━━ EXERCISE INPUTS ━━

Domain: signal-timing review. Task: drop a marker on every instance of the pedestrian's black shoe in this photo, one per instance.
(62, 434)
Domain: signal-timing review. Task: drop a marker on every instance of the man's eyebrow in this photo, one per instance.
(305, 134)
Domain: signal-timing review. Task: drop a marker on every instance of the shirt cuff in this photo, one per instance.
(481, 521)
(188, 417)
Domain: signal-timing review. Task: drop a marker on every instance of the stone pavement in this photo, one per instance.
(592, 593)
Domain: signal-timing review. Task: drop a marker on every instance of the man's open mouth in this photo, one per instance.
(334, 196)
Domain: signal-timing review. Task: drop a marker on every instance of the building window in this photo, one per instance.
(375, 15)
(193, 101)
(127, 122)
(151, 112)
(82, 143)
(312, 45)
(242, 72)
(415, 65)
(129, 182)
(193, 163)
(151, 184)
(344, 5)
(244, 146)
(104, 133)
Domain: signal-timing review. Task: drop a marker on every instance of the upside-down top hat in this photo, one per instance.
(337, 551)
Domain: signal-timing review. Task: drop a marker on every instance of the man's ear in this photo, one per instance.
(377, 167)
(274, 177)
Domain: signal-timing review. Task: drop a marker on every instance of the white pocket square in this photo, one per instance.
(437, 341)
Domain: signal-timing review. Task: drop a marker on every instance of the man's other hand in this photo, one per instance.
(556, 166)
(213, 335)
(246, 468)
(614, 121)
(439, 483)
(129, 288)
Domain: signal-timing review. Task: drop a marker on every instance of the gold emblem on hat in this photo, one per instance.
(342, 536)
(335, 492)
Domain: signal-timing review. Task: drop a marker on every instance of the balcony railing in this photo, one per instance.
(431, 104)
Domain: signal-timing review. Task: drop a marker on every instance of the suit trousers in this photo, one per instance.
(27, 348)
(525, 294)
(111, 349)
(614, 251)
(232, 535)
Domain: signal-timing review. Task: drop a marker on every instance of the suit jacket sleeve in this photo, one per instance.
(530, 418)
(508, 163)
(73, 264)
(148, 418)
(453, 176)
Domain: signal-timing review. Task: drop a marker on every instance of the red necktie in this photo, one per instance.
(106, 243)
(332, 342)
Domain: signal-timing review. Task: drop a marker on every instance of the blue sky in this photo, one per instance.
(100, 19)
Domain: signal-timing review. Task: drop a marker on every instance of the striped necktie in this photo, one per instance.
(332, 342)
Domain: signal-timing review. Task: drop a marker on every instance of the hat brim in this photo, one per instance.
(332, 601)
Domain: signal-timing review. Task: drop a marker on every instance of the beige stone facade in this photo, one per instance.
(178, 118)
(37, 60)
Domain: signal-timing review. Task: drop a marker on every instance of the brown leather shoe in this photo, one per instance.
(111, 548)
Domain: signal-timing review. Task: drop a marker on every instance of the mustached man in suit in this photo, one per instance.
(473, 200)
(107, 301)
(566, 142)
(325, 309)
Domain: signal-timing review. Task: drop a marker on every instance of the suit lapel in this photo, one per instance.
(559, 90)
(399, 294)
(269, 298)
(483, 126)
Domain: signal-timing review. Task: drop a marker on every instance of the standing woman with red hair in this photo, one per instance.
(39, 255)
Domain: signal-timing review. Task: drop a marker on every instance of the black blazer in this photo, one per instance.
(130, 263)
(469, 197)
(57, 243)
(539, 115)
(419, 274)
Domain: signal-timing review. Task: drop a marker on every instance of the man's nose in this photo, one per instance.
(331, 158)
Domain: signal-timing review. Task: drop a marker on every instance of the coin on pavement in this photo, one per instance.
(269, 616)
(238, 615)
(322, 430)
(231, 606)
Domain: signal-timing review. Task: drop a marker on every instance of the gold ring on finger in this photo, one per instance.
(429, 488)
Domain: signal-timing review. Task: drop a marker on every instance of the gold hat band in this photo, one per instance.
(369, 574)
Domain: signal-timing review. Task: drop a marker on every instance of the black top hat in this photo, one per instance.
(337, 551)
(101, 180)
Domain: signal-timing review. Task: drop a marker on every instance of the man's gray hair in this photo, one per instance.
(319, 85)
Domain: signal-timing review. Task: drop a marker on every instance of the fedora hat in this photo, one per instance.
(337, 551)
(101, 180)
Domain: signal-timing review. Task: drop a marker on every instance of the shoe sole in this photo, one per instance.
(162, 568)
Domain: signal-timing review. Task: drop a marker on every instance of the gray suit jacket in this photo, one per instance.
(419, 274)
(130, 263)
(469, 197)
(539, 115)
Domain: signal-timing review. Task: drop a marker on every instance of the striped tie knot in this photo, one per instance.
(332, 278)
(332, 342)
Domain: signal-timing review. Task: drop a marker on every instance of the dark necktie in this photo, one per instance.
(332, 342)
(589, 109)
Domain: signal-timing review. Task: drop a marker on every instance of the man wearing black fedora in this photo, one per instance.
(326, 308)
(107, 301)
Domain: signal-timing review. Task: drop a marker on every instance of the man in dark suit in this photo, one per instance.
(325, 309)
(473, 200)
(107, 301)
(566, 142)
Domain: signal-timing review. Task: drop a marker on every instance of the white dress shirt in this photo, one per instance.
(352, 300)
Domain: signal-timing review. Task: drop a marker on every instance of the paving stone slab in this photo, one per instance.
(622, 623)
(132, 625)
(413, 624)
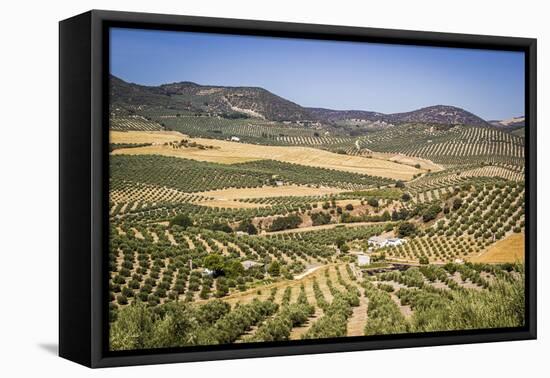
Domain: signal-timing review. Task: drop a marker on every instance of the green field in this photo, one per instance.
(200, 256)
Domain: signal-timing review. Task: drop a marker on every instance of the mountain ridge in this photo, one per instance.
(258, 102)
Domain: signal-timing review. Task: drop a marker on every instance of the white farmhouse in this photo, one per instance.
(247, 264)
(377, 241)
(363, 259)
(394, 242)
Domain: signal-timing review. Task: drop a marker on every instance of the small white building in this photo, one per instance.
(363, 260)
(377, 241)
(394, 242)
(380, 242)
(247, 264)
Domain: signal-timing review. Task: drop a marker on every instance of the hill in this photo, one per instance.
(259, 103)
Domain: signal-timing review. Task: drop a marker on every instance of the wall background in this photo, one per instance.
(29, 190)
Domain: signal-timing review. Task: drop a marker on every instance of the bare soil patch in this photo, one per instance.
(227, 152)
(510, 249)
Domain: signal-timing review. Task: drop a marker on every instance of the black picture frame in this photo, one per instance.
(83, 181)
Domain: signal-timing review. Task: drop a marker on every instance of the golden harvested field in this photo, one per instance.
(158, 137)
(510, 249)
(227, 152)
(425, 164)
(230, 204)
(268, 191)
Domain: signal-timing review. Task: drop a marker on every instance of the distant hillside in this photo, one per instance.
(511, 122)
(439, 114)
(514, 125)
(254, 102)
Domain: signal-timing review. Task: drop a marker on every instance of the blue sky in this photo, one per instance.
(336, 75)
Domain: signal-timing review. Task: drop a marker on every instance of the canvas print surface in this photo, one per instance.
(271, 190)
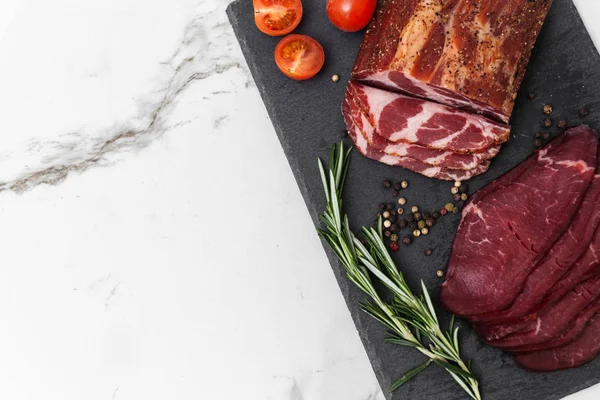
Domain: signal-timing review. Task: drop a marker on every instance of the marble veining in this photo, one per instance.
(144, 213)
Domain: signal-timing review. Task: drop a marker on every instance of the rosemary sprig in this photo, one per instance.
(410, 318)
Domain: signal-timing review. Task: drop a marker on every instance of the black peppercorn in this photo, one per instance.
(546, 136)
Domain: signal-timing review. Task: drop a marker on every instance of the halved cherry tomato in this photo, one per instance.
(351, 15)
(277, 17)
(300, 57)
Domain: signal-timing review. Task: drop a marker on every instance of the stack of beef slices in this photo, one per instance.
(434, 83)
(525, 263)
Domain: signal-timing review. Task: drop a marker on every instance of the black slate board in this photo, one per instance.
(564, 71)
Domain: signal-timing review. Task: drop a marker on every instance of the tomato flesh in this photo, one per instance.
(277, 17)
(351, 15)
(299, 57)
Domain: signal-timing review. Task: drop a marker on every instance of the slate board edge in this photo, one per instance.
(314, 211)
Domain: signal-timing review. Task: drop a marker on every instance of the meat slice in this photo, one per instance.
(584, 268)
(463, 53)
(441, 158)
(508, 226)
(355, 131)
(580, 351)
(561, 257)
(552, 322)
(399, 118)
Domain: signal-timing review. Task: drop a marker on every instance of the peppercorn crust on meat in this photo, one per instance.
(470, 54)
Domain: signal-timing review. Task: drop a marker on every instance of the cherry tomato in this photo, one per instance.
(299, 57)
(351, 15)
(277, 17)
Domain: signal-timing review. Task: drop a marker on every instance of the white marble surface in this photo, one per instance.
(146, 254)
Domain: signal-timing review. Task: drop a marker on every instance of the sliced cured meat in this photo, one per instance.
(584, 268)
(552, 323)
(467, 54)
(567, 336)
(442, 158)
(505, 231)
(355, 131)
(400, 118)
(580, 351)
(561, 257)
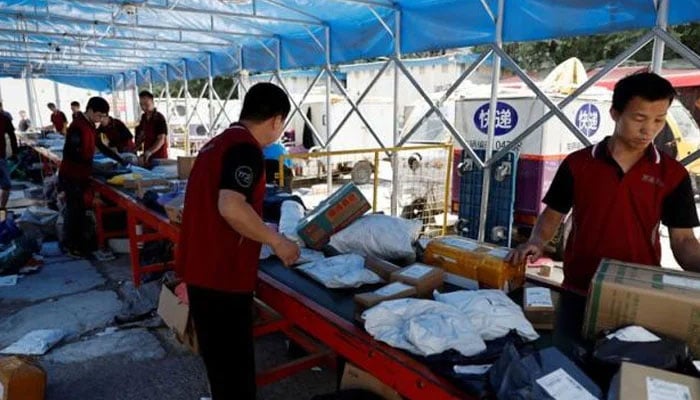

━━━

## YOUR GOAL
All lines from the line containing "flesh in this photo, one per instance." through the end of the listing above are to be given again exactly; pictures are not part of the copy.

## SOLUTION TO THIS PROBLEM
Domain: signal-timing review. Task: drop a marker on every instance of the tomato flesh in this photo, one per instance.
(277, 17)
(351, 15)
(299, 57)
Domain: signal-timing review. Task: drop a marker on every instance of the slate board edge in this photo, one per instance.
(314, 211)
Domain: signal-timing review. Task: drop a marker on every instance of the meat slice in this photo, one per instance.
(584, 268)
(463, 53)
(441, 158)
(508, 226)
(355, 131)
(580, 351)
(561, 257)
(552, 322)
(399, 118)
Domain: signal-timing review. Task: drop a marker on every instance of the peppercorn crust on meat in this photo, one per instance.
(470, 54)
Domain: signal-timing review. Task: drop a marker on every instance of the cherry tomato in this photo, one per instance.
(299, 57)
(351, 15)
(277, 17)
Domain: signal-timing review. Task: drop a marker on every instance of the white marble surface in this photo, one per instance.
(146, 254)
Domain: signal-timing review. Task: drop a marker on every instance of the sliced cured meat in this photo, one per instance.
(584, 268)
(552, 323)
(467, 54)
(567, 336)
(442, 158)
(505, 231)
(355, 131)
(400, 118)
(580, 351)
(561, 257)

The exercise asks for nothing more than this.